──────── Listed records

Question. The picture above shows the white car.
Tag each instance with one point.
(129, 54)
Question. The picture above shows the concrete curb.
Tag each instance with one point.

────────────────

## Given task:
Copy each of the items above word for word, keeping them in the same order.

## Reply:
Question. The picture above shows the white car.
Tag each instance with one point.
(129, 54)
Question. The picture above shows the concrete curb.
Tag each instance with one point.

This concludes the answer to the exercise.